[Data taken from a collection]
>>>>>

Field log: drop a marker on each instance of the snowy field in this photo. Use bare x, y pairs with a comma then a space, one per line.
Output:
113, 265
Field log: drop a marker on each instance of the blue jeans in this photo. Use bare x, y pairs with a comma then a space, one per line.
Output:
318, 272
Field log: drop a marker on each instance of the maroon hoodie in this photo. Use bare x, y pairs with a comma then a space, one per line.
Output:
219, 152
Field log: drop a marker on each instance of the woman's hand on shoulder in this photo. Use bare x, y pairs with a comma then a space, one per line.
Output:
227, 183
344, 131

<<<<<

Required task = Please copy the listing word for word, from the line containing "Field log: drop a marker on each instance of the woman's" through the last line of the listing.

Answer to the task =
Field log: drop a marker on each instance of the woman's hand on shoulder in this photo. Use bare x, y pairs with a comma then a space, one per line.
Output:
227, 183
344, 131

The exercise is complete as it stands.